[Records drawn from a dataset]
# # # # #
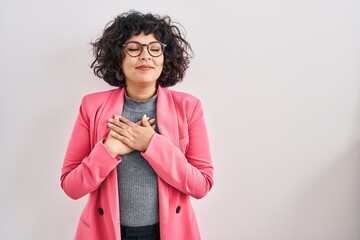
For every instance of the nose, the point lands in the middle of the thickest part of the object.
(145, 55)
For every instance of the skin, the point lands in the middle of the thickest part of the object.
(141, 74)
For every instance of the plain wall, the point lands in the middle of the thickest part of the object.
(280, 86)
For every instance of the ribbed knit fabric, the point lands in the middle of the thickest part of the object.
(137, 181)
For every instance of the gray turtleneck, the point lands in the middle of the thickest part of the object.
(137, 181)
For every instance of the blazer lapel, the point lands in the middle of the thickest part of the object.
(114, 105)
(166, 116)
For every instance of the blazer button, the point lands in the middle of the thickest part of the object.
(101, 211)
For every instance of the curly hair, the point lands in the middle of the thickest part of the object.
(109, 54)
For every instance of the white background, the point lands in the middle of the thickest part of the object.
(280, 86)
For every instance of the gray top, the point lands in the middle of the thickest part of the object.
(137, 181)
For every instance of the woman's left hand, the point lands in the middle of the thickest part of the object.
(133, 135)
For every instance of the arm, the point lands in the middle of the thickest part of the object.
(84, 168)
(192, 172)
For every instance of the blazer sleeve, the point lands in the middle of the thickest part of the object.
(192, 172)
(85, 167)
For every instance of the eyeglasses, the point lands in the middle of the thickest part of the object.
(134, 48)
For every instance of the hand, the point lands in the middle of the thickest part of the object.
(115, 146)
(134, 135)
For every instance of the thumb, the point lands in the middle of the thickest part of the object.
(145, 121)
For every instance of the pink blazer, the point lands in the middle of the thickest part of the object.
(179, 154)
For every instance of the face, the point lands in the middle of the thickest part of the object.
(144, 69)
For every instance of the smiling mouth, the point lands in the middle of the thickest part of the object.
(144, 68)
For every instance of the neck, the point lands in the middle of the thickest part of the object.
(140, 94)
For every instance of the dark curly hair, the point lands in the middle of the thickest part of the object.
(109, 54)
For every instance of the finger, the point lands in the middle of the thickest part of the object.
(126, 121)
(138, 123)
(119, 130)
(120, 124)
(122, 139)
(145, 121)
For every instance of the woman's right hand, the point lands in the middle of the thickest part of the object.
(115, 146)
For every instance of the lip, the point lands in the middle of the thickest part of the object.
(144, 67)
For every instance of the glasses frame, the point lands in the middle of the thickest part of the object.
(163, 45)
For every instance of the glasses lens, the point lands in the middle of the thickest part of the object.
(155, 49)
(133, 49)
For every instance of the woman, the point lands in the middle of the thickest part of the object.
(140, 150)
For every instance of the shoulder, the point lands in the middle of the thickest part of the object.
(98, 96)
(184, 98)
(187, 104)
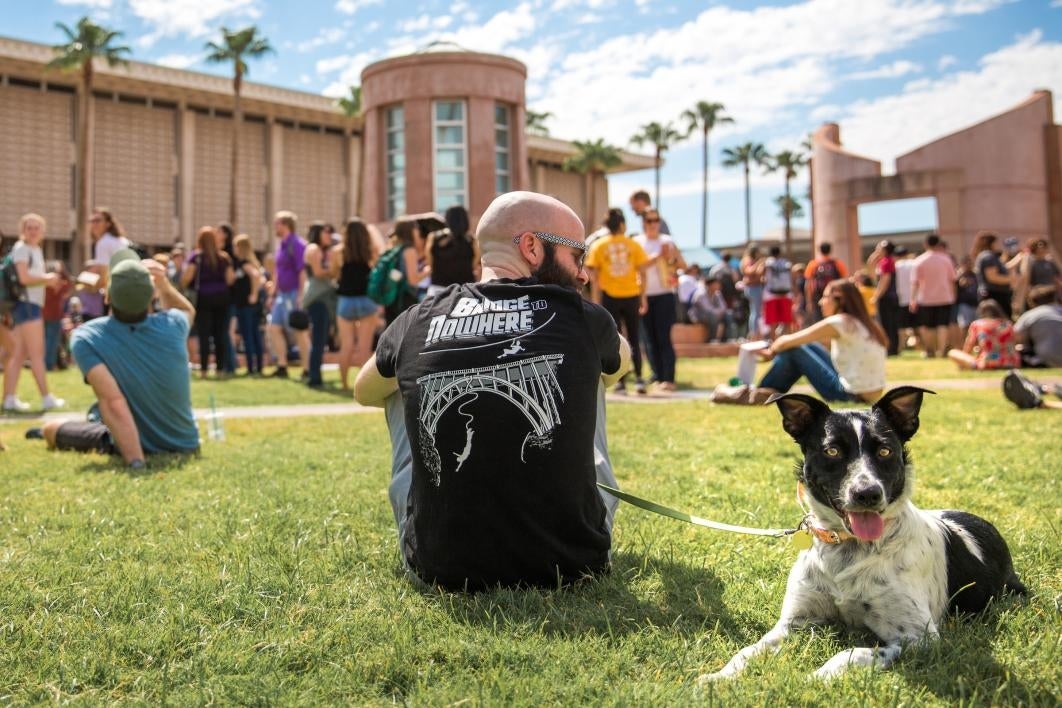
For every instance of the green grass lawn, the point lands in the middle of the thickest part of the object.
(266, 571)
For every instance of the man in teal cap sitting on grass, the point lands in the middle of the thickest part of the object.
(137, 363)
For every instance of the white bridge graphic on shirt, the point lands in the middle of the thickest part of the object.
(530, 384)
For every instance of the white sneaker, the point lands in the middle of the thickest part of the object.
(12, 403)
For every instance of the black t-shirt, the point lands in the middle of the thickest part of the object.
(499, 382)
(988, 259)
(450, 259)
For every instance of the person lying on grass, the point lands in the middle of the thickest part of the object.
(494, 395)
(852, 369)
(137, 364)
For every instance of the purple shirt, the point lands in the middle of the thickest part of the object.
(289, 262)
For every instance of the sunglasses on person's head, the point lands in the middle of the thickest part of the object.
(561, 241)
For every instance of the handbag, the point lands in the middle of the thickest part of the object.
(298, 320)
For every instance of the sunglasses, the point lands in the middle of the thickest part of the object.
(561, 241)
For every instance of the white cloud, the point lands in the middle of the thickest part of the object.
(193, 18)
(425, 22)
(100, 4)
(926, 109)
(978, 6)
(501, 33)
(766, 65)
(178, 61)
(327, 36)
(894, 70)
(349, 66)
(350, 6)
(465, 11)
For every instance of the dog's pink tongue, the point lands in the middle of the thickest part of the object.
(867, 525)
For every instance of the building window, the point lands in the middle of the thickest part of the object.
(396, 161)
(450, 141)
(502, 180)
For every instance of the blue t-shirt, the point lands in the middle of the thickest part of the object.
(149, 360)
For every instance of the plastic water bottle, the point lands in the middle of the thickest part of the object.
(216, 422)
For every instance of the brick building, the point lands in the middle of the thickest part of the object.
(161, 147)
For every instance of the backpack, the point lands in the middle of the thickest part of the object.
(780, 280)
(11, 290)
(825, 272)
(387, 280)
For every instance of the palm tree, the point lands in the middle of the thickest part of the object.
(88, 41)
(705, 116)
(789, 163)
(350, 104)
(535, 121)
(593, 157)
(746, 155)
(661, 137)
(237, 45)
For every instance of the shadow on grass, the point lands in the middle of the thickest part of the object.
(966, 644)
(639, 593)
(96, 464)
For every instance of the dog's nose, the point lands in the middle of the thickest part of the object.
(868, 497)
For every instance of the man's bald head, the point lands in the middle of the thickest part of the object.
(513, 213)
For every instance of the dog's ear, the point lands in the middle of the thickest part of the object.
(799, 412)
(901, 408)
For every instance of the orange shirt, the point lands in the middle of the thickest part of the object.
(617, 260)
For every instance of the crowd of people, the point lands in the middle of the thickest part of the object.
(295, 304)
(529, 307)
(995, 308)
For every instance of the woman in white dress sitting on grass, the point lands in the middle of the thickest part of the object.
(852, 369)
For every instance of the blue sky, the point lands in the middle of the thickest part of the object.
(894, 73)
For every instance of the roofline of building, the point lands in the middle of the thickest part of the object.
(154, 73)
(444, 57)
(555, 150)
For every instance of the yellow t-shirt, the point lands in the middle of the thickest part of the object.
(617, 260)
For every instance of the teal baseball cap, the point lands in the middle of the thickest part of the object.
(131, 288)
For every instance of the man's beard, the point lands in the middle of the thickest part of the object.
(550, 273)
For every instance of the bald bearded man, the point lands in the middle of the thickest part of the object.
(495, 400)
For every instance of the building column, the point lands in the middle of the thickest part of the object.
(354, 175)
(274, 140)
(186, 174)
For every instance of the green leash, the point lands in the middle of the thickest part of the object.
(801, 537)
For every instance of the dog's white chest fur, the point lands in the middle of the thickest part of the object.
(894, 587)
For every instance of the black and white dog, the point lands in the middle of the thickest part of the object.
(876, 562)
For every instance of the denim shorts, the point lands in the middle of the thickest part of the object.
(283, 305)
(24, 312)
(355, 307)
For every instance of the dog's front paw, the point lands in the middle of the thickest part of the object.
(704, 679)
(843, 660)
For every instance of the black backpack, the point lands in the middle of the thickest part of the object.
(825, 272)
(11, 290)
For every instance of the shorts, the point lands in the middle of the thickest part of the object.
(85, 437)
(24, 312)
(355, 307)
(935, 315)
(777, 311)
(904, 317)
(284, 304)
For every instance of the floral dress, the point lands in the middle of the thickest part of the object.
(994, 342)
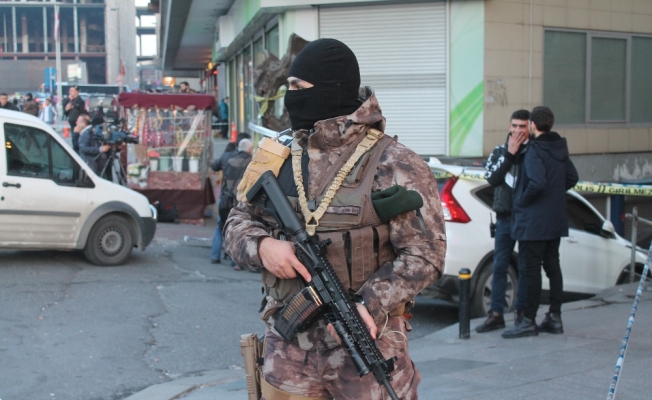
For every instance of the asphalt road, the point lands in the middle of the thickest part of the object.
(73, 331)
# # # # #
> **REQUIRED WORK**
Return every entry above exactly as written, minus the pictures.

> **RESULT FOR THIS TASK**
For every instance of the nose, the point lands in the middle of the thickest part of the object.
(145, 55)
For every instance of the skin, the point lands in the middle of the thickest part of the object.
(141, 74)
For every instance of the plain wall, the point lands in the middle of the thickest part of the object.
(280, 86)
For every instance of the ribbed knit fabric, the point lands in the middle of the thickest part of the object.
(137, 181)
For every instance of the gray turtleneck, the point lands in the middle of the thickest part of the object.
(137, 181)
For every instance of the blazer lapel, the point lands in the middle of the thickest part of the object.
(114, 105)
(166, 116)
For every instance of the blazer button, the point lands in the middle of the thickest part of the object.
(101, 211)
For every instance of the curly hair, the point lands in the middle of the thickest part of the object.
(109, 54)
For every instance of the white background, the point lands in the middle of the thickest part of the object.
(280, 86)
For every instance of the gray top, the point lands in the middle of the thickest part of the object.
(137, 181)
For every instance of the woman's left hand, the point lands in the middle of the thickest part of the object.
(133, 135)
For every instance of the arm, the point lands in the middle of the thickest part of the object.
(84, 168)
(192, 172)
For every instance of the blazer sleeve, the point lands in the middle of the thickest part of the object.
(192, 172)
(85, 167)
For every instance of the eyeglasses, the point lands in the middle of the thickest part of the object.
(134, 48)
For every instance of the hand, the point lands in the middle of the thickest part of the object.
(115, 146)
(134, 135)
For every instance of the thumb, the point lands in the middle of the thickest part of the object.
(145, 121)
For every instance of the pink blazer, the point lands in the middle of the thickest part of the object.
(179, 154)
For every instance of the face, the point lands in the middle of the thickest part of the object.
(144, 69)
For every instance of the smiling mouth, the point lands in the middle of the thickest part of the object.
(144, 68)
For every instance of the neck, the point lands in the middle of the thickest part of the object.
(140, 94)
For every instance of the dark curly hair, the point lands in the middle of the thickest part of the object.
(109, 54)
For every instance of the finger, the point lands in the middle of the thickest part of the object.
(126, 121)
(138, 123)
(119, 130)
(120, 124)
(122, 139)
(145, 121)
For every instance of the woman's right hand, the point lands in the middle of the thickest part of the object.
(115, 146)
For every instance of the lip, the point lands in the middle of the thickest part of the object.
(144, 67)
For every instance of the glasses frame, the point lands in the middle of the thickest part of the object.
(163, 45)
For every instance of the glasses lens, the point lands in the middle of the thickest part of the object.
(155, 49)
(133, 49)
For every instance of the woman, the point lands in the middle of the thickest part of the object.
(140, 150)
For every instance of the shoulder, the point lands in the middle of the thickest part of the object.
(98, 96)
(184, 98)
(187, 104)
For every instance of the green grass lawn, the point lands in the middle of the thickest part of the object.
(266, 571)
For every instance of the man in teal cap sitting on grass, the point lands in the middle of the thickest part of the object.
(137, 363)
For every instance of the white bridge graphic on shirt, the point lands in the middle of the thickest part of the object.
(530, 384)
For every instance of the white sneaker, the point lands in the middle of the thickest part of the object.
(12, 403)
For every instance of the black t-shirt, the point lands in the middle of the thickest part of the object.
(499, 382)
(988, 259)
(450, 259)
For every instance of the person lying on grass, the point lands in the middle of the thickest part of the object.
(494, 395)
(852, 369)
(137, 364)
For every instance of the purple shirt, the point lands in the middle of the thickest part of the object.
(289, 262)
For every instance of the sunglasses on person's head, the point lands in the middle of the thickest part of the object.
(561, 241)
For every instance of the handbag, the point lands in the middle of the thickest part of the object.
(298, 320)
For every instance of the sunglasses, the point lands in the middle of the thickest part of the object.
(561, 241)
For every instance of the white cloud, the point lands in the middle of the thickest part of the object.
(193, 18)
(425, 22)
(100, 4)
(926, 109)
(978, 6)
(501, 33)
(766, 65)
(178, 61)
(327, 36)
(894, 70)
(349, 66)
(350, 6)
(465, 11)
For every instance of the dog's pink tongue, the point lands in the middle of the thickest part of the object.
(867, 525)
For every instance of the building window, the point lands in the middle of the thickest part of the object.
(396, 161)
(450, 141)
(502, 180)
For every instance of the blue t-shirt, the point lands in the middle of the thickest part of the object.
(149, 360)
For every instance of the plastic water bottle, the point lands in the middle of the thickest part of the object.
(216, 422)
For every instance of the brick building, the point lands in the middle of the thickest part of the object.
(161, 147)
For every instance of the backpack, the point lands in the middle of the thickest part of the object.
(780, 280)
(11, 290)
(825, 272)
(387, 280)
For every instance of the palm tree, the point lands in the middle of the thickest part of the object.
(88, 41)
(705, 116)
(789, 163)
(350, 104)
(535, 121)
(593, 157)
(746, 155)
(661, 137)
(237, 45)
For every instance of the shadow on grass, the point lands in the middle of the thickest part of the object.
(966, 644)
(639, 593)
(96, 464)
For every instance of the dog's nose, the point lands in the middle of the thickest part of the object.
(868, 497)
For every instance of the man's bald head, the point lands in the middle of the thickest part of the object.
(513, 213)
For every instance of the dog's ear, the point lands in the middle of the thickest part of the object.
(799, 412)
(901, 408)
For every instance of the orange shirt, the point lands in the middle of the thickest part of the object.
(617, 260)
For every instance of the crowd of people, the point lands in the middle of the thickest part of the object.
(295, 304)
(529, 307)
(995, 308)
For every instance of the woman in white dress sitting on grass, the point lands in the middle of the thickest part of the object.
(852, 369)
For every instance of the blue sky, the point lands in the middle of the thickest part of the object.
(894, 73)
For every instance of the roofline of building, the point lands in the middle of the thickest part of the object.
(154, 73)
(444, 57)
(555, 150)
For every instance of the yellow t-shirt, the point lands in the middle of the thickest part of the object.
(617, 260)
For every instance of the teal baseball cap, the point lands in the middle of the thickest part of the object.
(131, 288)
For every instance of the man's beard, the point lands in the middle of the thickest part of the object.
(550, 273)
For every instance of the bald bearded man, the point lands in the middle of the thickest part of the object.
(495, 400)
For every instance of the building column, the point lands in the middle of the thickest part of the object.
(354, 175)
(274, 140)
(186, 174)
For every instance of the green leash, the point lands in the middle of the thickest part of the object.
(801, 537)
For every instance of the dog's white chest fur, the point lands in the middle of the thickest part of the object.
(894, 587)
For every instance of the black and white dog, the point lands in the middle of the thickest part of the object.
(876, 562)
For every instance of the denim shorts, the point lands in the middle of the thickest part of the object.
(283, 305)
(24, 312)
(355, 307)
For every instance of the dog's front paw, the point lands in the middle of the thickest part of the object.
(704, 679)
(843, 660)
For every instance of the black backpack, the point lands in the middle of the thickest part of the object.
(825, 272)
(11, 290)
For every instance of the shorts, the point lands in the middle of the thickest part of the object.
(85, 437)
(24, 312)
(355, 307)
(935, 315)
(777, 311)
(904, 317)
(284, 304)
For every instance of the floral dress, the point lands in the middle of the thickest part of the object.
(994, 342)
For every instance of the asphalt road, the point lands in the middle of the thickest part of the object.
(73, 331)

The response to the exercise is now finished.